▸ Task details
Skip the images. Copy the records exactly as written.

▸ Exercise material
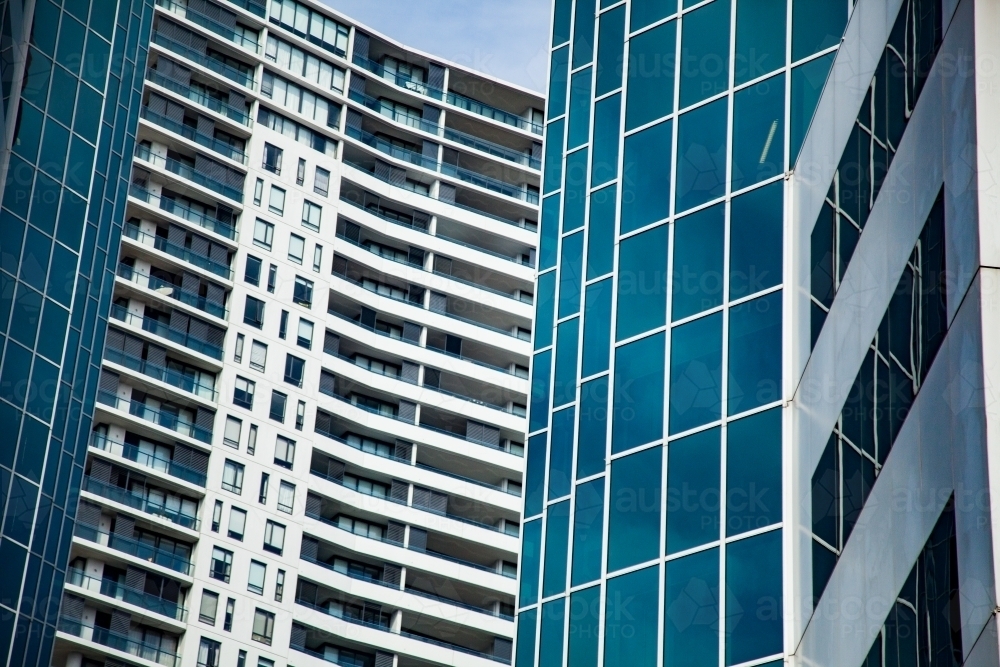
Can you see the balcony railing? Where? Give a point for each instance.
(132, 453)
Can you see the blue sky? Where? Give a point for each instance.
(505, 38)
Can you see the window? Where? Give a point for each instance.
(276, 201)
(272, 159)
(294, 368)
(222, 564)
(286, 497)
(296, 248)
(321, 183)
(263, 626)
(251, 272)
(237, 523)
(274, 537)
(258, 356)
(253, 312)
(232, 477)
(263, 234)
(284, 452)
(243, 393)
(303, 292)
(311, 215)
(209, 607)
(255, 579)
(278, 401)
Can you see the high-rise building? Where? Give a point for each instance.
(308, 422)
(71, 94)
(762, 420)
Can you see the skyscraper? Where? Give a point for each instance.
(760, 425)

▸ Response
Can you see the balcony railing? Where? Give a point for each instance.
(132, 453)
Can you see the blue sky? Where? Give a point for each instance.
(505, 38)
Can you see the window? Where? Give a point for each instance.
(276, 201)
(272, 159)
(294, 368)
(222, 564)
(286, 497)
(296, 248)
(321, 183)
(263, 626)
(251, 272)
(237, 523)
(274, 537)
(258, 356)
(253, 312)
(232, 477)
(263, 234)
(284, 452)
(243, 393)
(303, 292)
(311, 215)
(209, 607)
(255, 579)
(278, 401)
Can you see the high-rise building? Where? Give a point for each instance.
(308, 422)
(71, 94)
(762, 420)
Can you see the skyscraper? Where? Give a point for each instance.
(760, 425)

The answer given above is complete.